=== Section Start ===

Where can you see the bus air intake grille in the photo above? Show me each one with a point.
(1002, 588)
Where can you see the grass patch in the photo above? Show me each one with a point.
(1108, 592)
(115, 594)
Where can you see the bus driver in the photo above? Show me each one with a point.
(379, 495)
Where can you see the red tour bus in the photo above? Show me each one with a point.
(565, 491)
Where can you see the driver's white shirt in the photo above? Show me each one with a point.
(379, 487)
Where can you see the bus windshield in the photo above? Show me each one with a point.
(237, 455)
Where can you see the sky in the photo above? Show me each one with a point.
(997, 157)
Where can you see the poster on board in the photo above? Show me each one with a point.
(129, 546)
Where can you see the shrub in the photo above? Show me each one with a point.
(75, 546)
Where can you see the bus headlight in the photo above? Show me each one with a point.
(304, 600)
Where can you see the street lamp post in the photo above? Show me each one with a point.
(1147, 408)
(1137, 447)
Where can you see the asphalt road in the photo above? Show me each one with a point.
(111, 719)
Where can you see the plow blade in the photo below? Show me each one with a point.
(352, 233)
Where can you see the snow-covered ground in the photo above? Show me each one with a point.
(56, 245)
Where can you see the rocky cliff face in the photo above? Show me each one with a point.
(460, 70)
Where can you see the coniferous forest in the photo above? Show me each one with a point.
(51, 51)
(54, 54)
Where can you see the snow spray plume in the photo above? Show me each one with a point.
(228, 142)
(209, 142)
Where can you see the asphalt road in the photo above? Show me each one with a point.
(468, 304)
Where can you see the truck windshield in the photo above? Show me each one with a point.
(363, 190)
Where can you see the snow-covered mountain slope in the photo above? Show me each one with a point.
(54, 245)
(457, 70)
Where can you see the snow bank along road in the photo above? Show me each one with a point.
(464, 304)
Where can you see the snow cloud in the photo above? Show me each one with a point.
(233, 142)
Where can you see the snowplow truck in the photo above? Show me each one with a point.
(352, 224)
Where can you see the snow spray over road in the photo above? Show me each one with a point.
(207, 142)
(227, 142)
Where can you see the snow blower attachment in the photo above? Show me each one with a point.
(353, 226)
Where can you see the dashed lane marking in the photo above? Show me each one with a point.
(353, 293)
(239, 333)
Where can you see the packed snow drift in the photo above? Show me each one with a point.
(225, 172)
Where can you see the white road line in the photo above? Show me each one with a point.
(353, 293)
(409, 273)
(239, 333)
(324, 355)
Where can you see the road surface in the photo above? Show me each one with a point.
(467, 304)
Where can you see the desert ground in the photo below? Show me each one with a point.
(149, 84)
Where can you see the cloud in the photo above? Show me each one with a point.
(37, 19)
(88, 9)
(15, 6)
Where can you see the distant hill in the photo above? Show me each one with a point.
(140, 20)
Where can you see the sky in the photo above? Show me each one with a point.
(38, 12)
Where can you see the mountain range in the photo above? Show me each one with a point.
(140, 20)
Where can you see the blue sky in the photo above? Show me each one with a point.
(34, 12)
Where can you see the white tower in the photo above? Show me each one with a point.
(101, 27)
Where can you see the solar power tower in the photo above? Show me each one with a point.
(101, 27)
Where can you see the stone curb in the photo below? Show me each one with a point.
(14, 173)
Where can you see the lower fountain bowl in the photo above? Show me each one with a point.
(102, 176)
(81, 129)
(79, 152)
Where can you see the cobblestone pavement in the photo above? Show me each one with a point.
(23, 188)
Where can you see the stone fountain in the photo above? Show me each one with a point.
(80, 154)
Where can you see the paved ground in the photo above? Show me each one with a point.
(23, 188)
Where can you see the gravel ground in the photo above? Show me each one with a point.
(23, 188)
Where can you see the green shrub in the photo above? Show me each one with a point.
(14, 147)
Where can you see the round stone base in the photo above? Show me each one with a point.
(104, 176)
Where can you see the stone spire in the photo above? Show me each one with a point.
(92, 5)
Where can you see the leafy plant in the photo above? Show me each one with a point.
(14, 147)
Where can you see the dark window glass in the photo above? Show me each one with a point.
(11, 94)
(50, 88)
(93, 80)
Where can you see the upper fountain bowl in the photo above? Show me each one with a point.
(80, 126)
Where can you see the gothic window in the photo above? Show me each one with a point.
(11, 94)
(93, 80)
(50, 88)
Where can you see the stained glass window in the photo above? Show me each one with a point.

=== Section End ===

GOAL OF THE EXERCISE ::
Please reproduce the whole listing exactly, omitting no line.

SOLUTION TO THIS EXERCISE ::
Where can you see the bus air intake grille in the photo above? Show me each one with a point.
(1002, 588)
Where can you see the grass patch in the photo above? Show me each one with a point.
(1108, 592)
(115, 594)
Where can you see the bus driver in the photo above? Show me each one with a point.
(379, 495)
Where can you see the red tour bus in the photo above? Show me each one with a point.
(565, 491)
Where can you see the driver's white shirt in the photo above? Show me each one with a point.
(379, 487)
Where can you see the bus windshield in the photo above? Show me each one with a point.
(237, 455)
Where can you see the sky in the photo above? Show me each one with a point.
(997, 157)
Where can you see the poster on board in the photo above? Show me each one with a point.
(129, 546)
Where can you see the shrub in the photo above? Show me each one with a point.
(75, 546)
Where can you see the bus headlight in the photo above? Show me each one with a point.
(304, 600)
Where can you see the street lamp post in the photo above? Show me each one with a point.
(1147, 408)
(1137, 447)
Where can you see the asphalt road in the photo above? Show me each one with a point.
(111, 719)
Where can you see the plow blade in the photo below? Show me each one with a point.
(352, 233)
Where can you see the snow-covered ground in the photo above? Show me each one with a point.
(56, 245)
Where can you see the rocky cliff face in the photo above? Show me each one with a point.
(460, 70)
Where can you see the coniferous forest in the photo above? Show me each one with a point.
(51, 51)
(54, 54)
Where can you see the snow spray plume in the photo above? Show me each one with a point.
(228, 142)
(209, 142)
Where can you see the asphalt road in the photo above? Show me each one with a point.
(468, 304)
Where can you see the truck windshield in the photo above? Show me each one with a point.
(363, 190)
Where can you see the snow-covered mountain slope in the photo above? Show me each one with a point.
(54, 245)
(457, 70)
Where can you see the snow bank along road in the photo above? Show me each one with a point.
(464, 304)
Where can you see the snow cloud in the photo above? Show me each one with a point.
(233, 142)
Where can you see the snowplow truck in the photo above? Show me each one with a point.
(352, 224)
Where can you see the snow spray over road in the photo above? Show me each one with a point.
(207, 142)
(227, 142)
Where can you see the snow blower attachment in the photo above? Show me each one with a point.
(353, 226)
Where can you see the dashed lane marking in the photo above? Show me each one with a point.
(353, 293)
(239, 333)
Where can you see the packed snow drift in the photo above? Show me each one with a point.
(225, 172)
Where can you see the white road line in the photo above? Show me each one with a point.
(353, 293)
(409, 273)
(239, 333)
(324, 355)
Where can you see the road surface in the photo above? Show me each one with a point.
(467, 304)
Where can you see the desert ground in the photo below? Show me each one with a point.
(149, 84)
Where can you see the cloud in the photo above? Show me each one with a point.
(37, 19)
(88, 9)
(15, 6)
Where can you see the distant hill in the photo above? Show me each one with a point.
(140, 20)
Where can you see the sky in the photo above? Show me each one with a point.
(38, 12)
Where can you see the mountain range in the photo above? Show me each one with a point.
(140, 20)
Where can you see the blue sky in the photo above? Show me each one with a point.
(34, 12)
Where can you see the white tower in the photo above? Show me each one with a point.
(101, 27)
Where can you see the solar power tower in the photo above? Show me each one with a point.
(101, 27)
Where can you see the stone curb in the photo below? Show me each one with a point.
(14, 173)
Where can you see the lower fountain bowl in the photo above? Show me each one with a point.
(102, 176)
(81, 129)
(79, 152)
Where can you see the cobblestone pavement in the photo above? Show me each one with a point.
(23, 188)
Where can you see the stone fountain in the photo above? Show me each one with a point.
(80, 154)
Where can you see the paved ground in the photo above? Show me each one with a point.
(23, 188)
Where can you see the gravel ground in the photo above? Show me each one with a point.
(23, 188)
Where can you see the green shrub in the photo above? Show me each one with a point.
(14, 147)
Where can you see the round stone base in the photo above? Show me each one with a point.
(104, 176)
Where can you see the stone spire in the photo above? Show me each one with a point.
(92, 5)
Where can you see the leafy plant in the photo above? Show me each one with a point.
(14, 147)
Where can you see the dark window glass in the photo above? Show me each one with a point.
(11, 94)
(50, 88)
(93, 80)
Where can you see the upper fountain bowl in the photo above? Show me each one with a point.
(80, 126)
Where can you see the gothic window in the photo above? Show me each one with a point.
(11, 94)
(93, 80)
(50, 88)
Where can you see the stained glass window in the photo above? Show me each one with a point.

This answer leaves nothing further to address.